[TASK INPUTS Boundary: Start]
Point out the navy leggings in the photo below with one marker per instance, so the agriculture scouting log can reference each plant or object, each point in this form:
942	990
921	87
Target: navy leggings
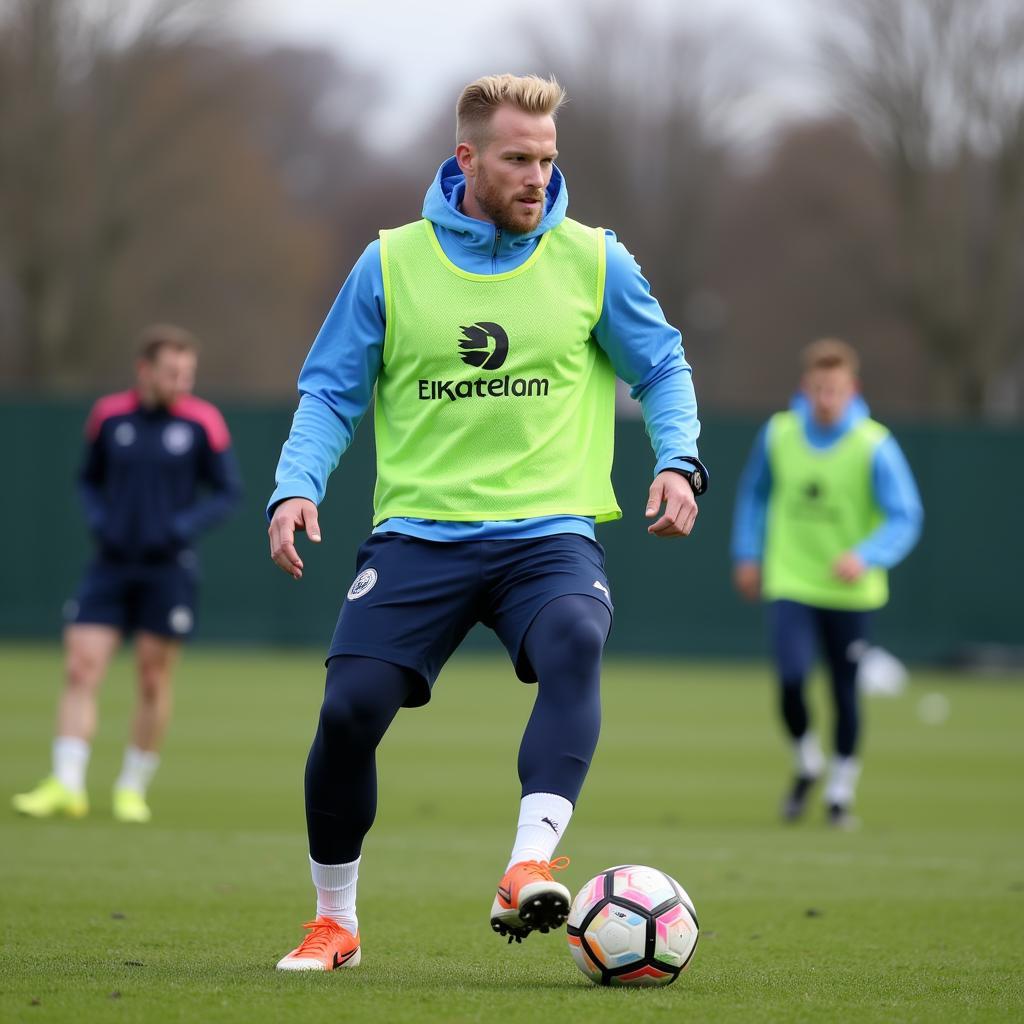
363	695
797	630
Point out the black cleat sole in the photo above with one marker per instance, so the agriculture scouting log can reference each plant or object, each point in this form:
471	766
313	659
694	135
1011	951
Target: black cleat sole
540	913
544	911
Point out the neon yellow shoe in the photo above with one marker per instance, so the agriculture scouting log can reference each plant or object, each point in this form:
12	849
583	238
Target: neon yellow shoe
130	806
49	799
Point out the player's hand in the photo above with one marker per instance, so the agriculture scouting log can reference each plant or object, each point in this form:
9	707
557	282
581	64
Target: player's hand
747	579
673	492
290	515
849	567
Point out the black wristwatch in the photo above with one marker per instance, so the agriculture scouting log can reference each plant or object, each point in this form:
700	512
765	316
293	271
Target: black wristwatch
697	477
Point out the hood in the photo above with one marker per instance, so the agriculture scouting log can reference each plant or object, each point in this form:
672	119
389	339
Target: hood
441	207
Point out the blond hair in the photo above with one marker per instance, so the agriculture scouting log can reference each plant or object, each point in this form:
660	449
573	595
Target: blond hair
480	98
159	336
829	353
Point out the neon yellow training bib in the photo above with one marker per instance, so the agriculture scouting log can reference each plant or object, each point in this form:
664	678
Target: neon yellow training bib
821	505
494	400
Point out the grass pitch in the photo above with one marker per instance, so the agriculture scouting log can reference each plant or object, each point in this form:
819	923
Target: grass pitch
915	916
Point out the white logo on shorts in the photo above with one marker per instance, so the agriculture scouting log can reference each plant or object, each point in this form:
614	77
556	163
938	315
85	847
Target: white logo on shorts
363	584
180	619
124	434
177	437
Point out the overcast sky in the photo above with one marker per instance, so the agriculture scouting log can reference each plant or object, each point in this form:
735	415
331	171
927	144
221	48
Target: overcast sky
428	50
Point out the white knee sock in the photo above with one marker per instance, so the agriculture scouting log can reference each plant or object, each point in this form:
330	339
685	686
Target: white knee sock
137	769
335	886
71	757
809	760
843	781
543	819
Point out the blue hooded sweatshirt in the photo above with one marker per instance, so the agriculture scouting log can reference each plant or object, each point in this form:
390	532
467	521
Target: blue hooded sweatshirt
337	381
892	481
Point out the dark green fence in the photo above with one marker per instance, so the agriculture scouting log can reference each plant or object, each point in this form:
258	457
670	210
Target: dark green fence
960	588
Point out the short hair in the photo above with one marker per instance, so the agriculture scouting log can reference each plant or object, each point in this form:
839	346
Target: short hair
479	99
156	337
830	353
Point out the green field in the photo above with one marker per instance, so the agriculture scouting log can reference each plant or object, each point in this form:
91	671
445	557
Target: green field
915	916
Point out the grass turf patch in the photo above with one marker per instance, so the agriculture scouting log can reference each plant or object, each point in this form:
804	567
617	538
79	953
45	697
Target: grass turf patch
915	916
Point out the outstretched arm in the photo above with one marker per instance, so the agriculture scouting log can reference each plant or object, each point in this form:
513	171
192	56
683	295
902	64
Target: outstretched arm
647	352
896	493
749	519
336	384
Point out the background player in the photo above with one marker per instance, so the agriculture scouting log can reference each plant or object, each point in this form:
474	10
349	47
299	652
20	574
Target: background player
158	471
826	504
493	331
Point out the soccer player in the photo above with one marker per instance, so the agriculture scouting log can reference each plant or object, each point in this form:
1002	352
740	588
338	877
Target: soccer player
493	330
158	471
826	505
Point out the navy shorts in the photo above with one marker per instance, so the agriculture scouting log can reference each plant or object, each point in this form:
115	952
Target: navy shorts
413	601
157	597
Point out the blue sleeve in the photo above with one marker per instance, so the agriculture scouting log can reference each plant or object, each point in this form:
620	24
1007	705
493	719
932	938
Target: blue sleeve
752	503
218	471
90	484
647	352
336	384
897	495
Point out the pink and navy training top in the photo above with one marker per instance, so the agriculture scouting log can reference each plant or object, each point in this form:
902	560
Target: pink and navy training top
155	478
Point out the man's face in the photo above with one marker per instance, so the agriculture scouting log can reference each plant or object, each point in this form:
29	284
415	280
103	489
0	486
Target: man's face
829	392
168	377
507	177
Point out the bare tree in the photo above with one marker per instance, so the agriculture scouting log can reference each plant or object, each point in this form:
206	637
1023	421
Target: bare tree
135	183
938	87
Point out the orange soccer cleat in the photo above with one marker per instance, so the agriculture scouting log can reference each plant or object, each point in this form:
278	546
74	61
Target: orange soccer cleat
529	900
326	947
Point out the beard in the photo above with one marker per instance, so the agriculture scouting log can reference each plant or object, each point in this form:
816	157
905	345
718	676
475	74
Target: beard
507	214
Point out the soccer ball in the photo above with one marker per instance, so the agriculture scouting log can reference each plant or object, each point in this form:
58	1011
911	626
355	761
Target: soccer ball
632	926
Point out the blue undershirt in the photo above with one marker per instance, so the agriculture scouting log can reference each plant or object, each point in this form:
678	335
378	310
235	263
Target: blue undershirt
337	381
892	483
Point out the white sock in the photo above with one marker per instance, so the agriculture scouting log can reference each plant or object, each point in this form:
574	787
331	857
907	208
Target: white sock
843	781
336	892
137	769
543	819
71	757
807	755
[TASK INPUTS Boundary: End]
▶ **TASK GOAL**
Leave out the pictures and output every record above precisely as given.

▶ **ANSWER TO THIS EXERCISE**
Point out the navy leggings in the photo below with one marker per instance, so the agriculture scouting log can reference each plant or object, each point in this form:
942	990
921	87
Target: navy leggings
363	695
797	630
Point out the black cleat sole in the photo above with one marker per instance, so the agriculture scouting log can reference each plant or object, each point in this form:
471	766
313	659
694	135
1011	951
Target: black cleat sole
540	913
544	911
Point out the neon yellow shoe in the photo above with one marker per instance, so the agriculture scouting log can reference each plant or object, each point in this form:
12	849
583	238
Target: neon yellow shoe
130	806
49	799
Point out the player's hand in the photo above with one marker per instance, so the agriculture scouting log can reference each plant or object, each point in this form:
9	707
557	282
581	64
Target: player's hand
747	579
673	492
290	515
849	567
Point out the black wristwatch in the photo above with one marker per instance, so the agriculture scouting log can reference each plant or object, each point in this form:
700	512
765	316
293	271
Target: black wristwatch
697	477
Point out the hood in the photo above with one marker per instance, so the agriculture scouting log can reference each plant or object, each point in this form:
672	119
389	339
Target: hood
441	207
Point out the blond hair in the photo above with one marker per instance, so the agriculture scouting log can reference each plant or object, each point in this form:
660	449
573	595
Target: blond hair
480	98
159	336
829	353
Point out the neon yellow training bib in the photo above with one marker per instance, so the agriculture scouting log can reference each plant or object, each point in this form:
664	678
Target: neon yellow training bib
821	505
494	400
Point out the grass pitch in the photo above with one marker per instance, so the agriculture scouting log can reference each plant or object, each point in this form:
819	923
Target: grass pitch
915	916
Point out the white logo on shorts in the photo above with one marker per instance, so the agriculture scouting log can reference each plant or object, each point in this form:
614	77
556	163
938	315
85	847
Target: white logo on shorts
363	584
180	619
124	434
177	437
Point out the overcast sky in the photo above with one marker per instance, so the agriculture scouting log can reference each plant or object, each point in this form:
735	415
331	171
927	144
221	48
Target: overcast sky
428	50
Point out the white knee sock in the photo above with one marker per instance, so the agriculture scouting log can reference each plant or object, each point in this form:
330	339
685	686
Target: white knee sock
137	769
335	886
71	757
809	760
843	781
543	819
Point out the blue hooded sweatshirt in the photo above with one marker per instance, so the agriculture scouting log can reference each plant or object, each point in this form:
390	532
467	521
Target: blue hooded sweatshirt
337	381
892	481
Point out the dark green fence in the photo above with one marker per instance, so the agriculture scouting log can reference each plant or object, each point in this form:
258	457
670	210
Target: dark green fence
960	588
Point out the short hair in the photo above with one marker per instance, so the agriculture scouting log can reference each plant or object, each point in this form:
839	346
Target: short hair
479	99
156	337
830	353
Point out the green field in the photo above with one marker per instance, so the agriculture scouting log can reference each plant or object, each point in this form:
91	671
445	557
Target: green field
915	916
Point out the grass turf patch in the photo above with one marker per instance, so the agriculture scouting log can reference each plant or object, each point in this form:
804	567
617	538
79	953
45	697
Target: grass turf patch
915	916
Point out the outstretched arm in the photo above with one marker per instance, so the agriculture scouting log can reference each plant or object, each point in this form:
513	171
192	56
683	295
902	64
Target: outstretched arm
647	352
896	493
749	519
336	384
Point out the background player in the photo above with one marker per instance, so the agriculture scouting log can reference each plant or object, each point in this form:
474	10
349	47
299	652
20	574
Target: background player
158	471
826	504
493	331
Point out the soccer player in the photo above with one marker per instance, so the agriculture scouting log can reference each plant or object, each point in this form:
1002	352
740	588
338	877
Target: soccer player
493	330
158	471
826	505
Point out the navy shorts in the photo above with one marker per instance, so the agriculture scouting log can reference each plant or object, each point in this form:
115	952
Target: navy shorts
413	601
157	597
Point out the blue sleeve in the photo above with one marker per instance, so the agriculture scouting log can reference each plant or object, each point in this form:
620	24
1007	705
493	719
932	938
Target: blue sleeve
752	503
218	471
90	484
647	352
336	384
897	495
Point out the pink and navy training top in the photo above with one marker per instance, so the agriculture scouting log can reference each plant or object, each point in this form:
902	560
Target: pink and navy training top
155	478
Point out the man's face in the photo above with one marker per instance, so the agriculture scouting log can reference each plant or object, each point in this form:
29	284
415	280
103	489
0	486
Target: man's face
829	392
168	377
507	177
Point out the bare tree in the photo above with one marker per instance, so the agriculture scouting log can reference each plant or object, each point in this form:
206	637
1023	421
Target: bare tree
135	183
938	87
Point out the orange soccer cleat in the photo above with one marker per instance, so the agriculture scouting log can reference each plant or object, each point in this form:
278	546
74	61
Target: orange soccer cleat
529	900
326	947
Point out the beard in the photo above with one marker per instance, so the agriculture scouting log can reference each plant or object, each point in this form:
816	157
905	345
718	676
475	74
Target: beard
507	214
Point out the soccer ball in the photo above with one marker per instance, so the agriculture scouting log can reference each plant or object, each point in this form:
58	1011
911	626
355	761
Target: soccer ball
632	926
Point out the blue undershirt in the photo above with one marker per instance, so the agriculture scouting log can reference each plant or object, each point in this form:
678	335
378	310
235	263
Target: blue undershirt
337	381
892	483
Point out the white sock in the photo above with one marker per instance, so the agriculture scouting log can reference each plant or object, each point in this form:
574	787
331	857
907	208
Target: white sock
843	781
336	892
137	769
543	819
71	757
807	755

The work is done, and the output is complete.